Data for this exercise:

____

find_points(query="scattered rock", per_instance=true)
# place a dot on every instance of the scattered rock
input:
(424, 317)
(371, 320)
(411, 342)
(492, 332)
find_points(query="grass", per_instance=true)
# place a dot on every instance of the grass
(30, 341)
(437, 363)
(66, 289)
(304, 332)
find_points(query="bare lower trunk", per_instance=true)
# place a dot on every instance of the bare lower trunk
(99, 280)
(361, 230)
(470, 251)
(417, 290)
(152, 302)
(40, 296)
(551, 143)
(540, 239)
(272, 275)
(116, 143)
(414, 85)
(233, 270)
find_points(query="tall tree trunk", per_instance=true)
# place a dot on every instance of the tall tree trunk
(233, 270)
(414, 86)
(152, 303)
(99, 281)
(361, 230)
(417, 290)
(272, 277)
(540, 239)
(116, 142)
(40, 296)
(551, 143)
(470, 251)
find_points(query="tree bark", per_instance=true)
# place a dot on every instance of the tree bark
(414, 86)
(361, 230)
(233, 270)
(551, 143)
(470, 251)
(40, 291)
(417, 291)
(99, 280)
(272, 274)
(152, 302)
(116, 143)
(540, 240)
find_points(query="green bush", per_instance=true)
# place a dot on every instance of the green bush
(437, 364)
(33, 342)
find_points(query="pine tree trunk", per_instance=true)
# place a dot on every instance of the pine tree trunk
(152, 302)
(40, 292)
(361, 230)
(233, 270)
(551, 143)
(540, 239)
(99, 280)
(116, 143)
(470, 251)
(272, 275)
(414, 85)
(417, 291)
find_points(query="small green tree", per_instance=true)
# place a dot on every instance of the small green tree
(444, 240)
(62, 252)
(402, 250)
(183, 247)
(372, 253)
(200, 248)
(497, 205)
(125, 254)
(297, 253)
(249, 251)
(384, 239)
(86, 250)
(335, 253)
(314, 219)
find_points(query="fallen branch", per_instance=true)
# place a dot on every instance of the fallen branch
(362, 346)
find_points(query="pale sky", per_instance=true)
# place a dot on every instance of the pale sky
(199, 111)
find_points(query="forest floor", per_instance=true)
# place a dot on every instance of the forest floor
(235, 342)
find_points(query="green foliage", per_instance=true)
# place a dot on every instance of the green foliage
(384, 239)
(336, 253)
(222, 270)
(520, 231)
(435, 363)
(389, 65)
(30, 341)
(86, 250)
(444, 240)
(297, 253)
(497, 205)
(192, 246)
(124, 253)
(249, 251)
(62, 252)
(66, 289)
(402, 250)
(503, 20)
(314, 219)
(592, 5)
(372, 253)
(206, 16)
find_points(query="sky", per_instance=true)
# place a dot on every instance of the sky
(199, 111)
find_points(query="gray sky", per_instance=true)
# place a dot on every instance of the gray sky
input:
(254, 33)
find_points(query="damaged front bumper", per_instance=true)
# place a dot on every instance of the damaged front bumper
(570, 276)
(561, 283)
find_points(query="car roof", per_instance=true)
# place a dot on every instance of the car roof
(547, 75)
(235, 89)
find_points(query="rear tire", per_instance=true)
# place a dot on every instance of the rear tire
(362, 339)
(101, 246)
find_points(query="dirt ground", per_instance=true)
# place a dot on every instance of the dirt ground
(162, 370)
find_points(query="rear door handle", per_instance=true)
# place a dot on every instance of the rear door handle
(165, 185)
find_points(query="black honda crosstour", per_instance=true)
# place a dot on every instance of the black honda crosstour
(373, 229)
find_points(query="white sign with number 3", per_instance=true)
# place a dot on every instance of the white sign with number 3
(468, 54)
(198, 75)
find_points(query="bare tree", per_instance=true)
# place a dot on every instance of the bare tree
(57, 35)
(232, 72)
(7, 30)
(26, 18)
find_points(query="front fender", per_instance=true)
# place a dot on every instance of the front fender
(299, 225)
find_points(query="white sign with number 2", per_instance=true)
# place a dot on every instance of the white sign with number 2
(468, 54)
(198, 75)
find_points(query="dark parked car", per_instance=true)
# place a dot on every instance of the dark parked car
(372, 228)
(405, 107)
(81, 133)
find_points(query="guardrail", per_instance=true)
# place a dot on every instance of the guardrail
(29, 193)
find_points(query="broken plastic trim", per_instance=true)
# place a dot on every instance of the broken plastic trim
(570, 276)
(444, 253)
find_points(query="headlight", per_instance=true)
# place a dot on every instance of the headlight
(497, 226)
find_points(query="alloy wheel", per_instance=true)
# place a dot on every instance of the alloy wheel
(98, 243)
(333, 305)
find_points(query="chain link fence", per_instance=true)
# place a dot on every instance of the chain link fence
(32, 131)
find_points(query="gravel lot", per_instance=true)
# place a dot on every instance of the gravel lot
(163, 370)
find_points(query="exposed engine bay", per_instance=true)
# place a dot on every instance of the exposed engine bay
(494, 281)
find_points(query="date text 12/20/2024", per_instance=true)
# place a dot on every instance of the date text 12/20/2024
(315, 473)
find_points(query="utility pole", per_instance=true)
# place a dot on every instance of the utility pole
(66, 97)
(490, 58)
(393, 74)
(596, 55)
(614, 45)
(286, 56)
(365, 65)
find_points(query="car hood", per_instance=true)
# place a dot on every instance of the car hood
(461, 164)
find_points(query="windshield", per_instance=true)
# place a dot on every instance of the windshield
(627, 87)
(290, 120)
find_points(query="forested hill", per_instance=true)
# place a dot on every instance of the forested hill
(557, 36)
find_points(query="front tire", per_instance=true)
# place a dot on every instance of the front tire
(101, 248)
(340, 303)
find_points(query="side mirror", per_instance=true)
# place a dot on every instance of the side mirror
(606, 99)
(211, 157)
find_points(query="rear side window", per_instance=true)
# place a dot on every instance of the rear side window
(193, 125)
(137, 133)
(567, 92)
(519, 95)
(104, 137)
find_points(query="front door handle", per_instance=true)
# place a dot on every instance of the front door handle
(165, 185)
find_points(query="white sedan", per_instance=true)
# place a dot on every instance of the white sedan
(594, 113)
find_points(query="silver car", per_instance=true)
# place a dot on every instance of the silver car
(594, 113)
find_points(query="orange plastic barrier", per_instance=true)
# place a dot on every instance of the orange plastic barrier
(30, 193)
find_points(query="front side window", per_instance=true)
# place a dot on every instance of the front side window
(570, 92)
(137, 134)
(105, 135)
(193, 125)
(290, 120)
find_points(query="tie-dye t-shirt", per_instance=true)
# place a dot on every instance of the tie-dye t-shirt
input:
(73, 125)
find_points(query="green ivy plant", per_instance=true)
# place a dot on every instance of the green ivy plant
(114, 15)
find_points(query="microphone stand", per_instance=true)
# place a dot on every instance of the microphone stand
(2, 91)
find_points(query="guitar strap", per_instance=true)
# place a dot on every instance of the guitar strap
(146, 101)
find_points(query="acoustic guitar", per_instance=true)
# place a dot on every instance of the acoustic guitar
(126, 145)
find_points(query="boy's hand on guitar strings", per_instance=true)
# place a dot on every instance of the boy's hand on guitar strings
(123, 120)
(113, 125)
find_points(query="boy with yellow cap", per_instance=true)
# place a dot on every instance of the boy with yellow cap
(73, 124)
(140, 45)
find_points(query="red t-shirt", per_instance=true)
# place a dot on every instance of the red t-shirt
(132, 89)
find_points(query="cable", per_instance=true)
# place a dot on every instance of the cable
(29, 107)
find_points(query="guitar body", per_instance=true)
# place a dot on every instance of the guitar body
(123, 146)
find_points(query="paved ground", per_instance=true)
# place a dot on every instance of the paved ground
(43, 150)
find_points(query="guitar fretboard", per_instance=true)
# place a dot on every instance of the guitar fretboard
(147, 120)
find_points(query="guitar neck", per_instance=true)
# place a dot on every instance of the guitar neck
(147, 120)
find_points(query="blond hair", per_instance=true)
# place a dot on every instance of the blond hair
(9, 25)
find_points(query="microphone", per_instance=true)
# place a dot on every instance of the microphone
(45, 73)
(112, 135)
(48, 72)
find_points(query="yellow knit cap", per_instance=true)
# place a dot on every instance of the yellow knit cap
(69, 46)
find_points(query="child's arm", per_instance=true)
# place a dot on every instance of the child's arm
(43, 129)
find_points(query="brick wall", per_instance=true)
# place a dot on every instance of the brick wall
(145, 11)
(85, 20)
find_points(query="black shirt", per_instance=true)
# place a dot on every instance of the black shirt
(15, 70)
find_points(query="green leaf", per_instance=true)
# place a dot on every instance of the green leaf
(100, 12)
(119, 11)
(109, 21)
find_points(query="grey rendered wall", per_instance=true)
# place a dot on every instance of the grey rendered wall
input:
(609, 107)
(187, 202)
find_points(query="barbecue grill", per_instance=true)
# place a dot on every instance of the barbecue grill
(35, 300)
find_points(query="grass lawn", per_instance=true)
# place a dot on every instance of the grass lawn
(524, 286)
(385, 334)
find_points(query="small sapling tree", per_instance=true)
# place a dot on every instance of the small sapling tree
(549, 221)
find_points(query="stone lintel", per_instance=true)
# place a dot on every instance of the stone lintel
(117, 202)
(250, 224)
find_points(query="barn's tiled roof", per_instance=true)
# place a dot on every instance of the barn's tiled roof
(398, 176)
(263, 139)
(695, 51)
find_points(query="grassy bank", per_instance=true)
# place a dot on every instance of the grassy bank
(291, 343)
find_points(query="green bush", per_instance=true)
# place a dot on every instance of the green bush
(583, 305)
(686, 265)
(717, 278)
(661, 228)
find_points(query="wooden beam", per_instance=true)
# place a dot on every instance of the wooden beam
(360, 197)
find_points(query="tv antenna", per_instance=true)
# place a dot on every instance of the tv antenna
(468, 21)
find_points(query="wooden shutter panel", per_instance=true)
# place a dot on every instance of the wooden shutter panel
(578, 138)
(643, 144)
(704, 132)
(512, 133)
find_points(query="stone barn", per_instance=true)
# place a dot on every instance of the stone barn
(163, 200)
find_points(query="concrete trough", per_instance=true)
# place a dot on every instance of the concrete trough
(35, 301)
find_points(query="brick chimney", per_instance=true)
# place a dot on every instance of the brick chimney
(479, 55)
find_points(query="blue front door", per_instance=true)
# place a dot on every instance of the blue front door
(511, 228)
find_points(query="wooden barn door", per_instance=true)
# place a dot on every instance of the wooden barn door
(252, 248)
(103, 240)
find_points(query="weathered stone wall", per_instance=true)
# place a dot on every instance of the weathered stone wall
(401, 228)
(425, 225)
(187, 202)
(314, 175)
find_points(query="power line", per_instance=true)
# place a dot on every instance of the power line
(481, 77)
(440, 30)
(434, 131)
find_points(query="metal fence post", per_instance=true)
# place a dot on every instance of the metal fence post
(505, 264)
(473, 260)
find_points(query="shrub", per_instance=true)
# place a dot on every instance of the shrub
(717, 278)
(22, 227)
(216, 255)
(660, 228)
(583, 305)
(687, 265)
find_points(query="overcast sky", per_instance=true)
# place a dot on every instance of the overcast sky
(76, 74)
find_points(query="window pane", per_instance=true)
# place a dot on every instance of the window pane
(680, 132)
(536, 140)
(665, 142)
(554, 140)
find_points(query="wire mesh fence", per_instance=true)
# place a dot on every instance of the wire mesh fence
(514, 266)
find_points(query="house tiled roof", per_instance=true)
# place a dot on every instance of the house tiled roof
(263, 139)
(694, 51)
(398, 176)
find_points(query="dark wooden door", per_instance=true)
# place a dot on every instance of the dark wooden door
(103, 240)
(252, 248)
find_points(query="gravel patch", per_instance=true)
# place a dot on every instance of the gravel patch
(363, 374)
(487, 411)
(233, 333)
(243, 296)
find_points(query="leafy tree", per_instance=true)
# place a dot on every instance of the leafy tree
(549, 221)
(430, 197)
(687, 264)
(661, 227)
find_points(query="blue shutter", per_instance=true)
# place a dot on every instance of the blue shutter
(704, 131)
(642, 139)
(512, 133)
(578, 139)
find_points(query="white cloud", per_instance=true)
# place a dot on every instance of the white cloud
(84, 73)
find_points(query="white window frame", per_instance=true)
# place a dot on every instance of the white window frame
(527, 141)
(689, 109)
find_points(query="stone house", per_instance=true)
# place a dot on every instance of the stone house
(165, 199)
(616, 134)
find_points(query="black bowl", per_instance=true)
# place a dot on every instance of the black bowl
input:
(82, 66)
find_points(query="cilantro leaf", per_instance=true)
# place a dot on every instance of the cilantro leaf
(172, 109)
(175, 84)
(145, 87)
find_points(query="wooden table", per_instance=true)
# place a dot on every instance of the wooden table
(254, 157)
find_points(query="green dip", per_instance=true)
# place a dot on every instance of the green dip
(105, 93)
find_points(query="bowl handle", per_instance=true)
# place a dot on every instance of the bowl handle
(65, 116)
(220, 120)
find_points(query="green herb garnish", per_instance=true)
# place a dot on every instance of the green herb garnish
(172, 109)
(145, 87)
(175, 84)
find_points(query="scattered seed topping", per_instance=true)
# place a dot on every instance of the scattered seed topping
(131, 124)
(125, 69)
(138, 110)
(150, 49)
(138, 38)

____

Work to complete: Gather every line of the listing above that contains the string "handle". Letter case counts.

Expected answer:
find_points(query="rear door handle", per_instance=true)
# place a dot on every instance of the rear door handle
find_points(query="front door handle", per_instance=true)
# place a dot on every instance of the front door handle
find_points(query="bowl handle", per_instance=true)
# place a dot on every instance of the bowl handle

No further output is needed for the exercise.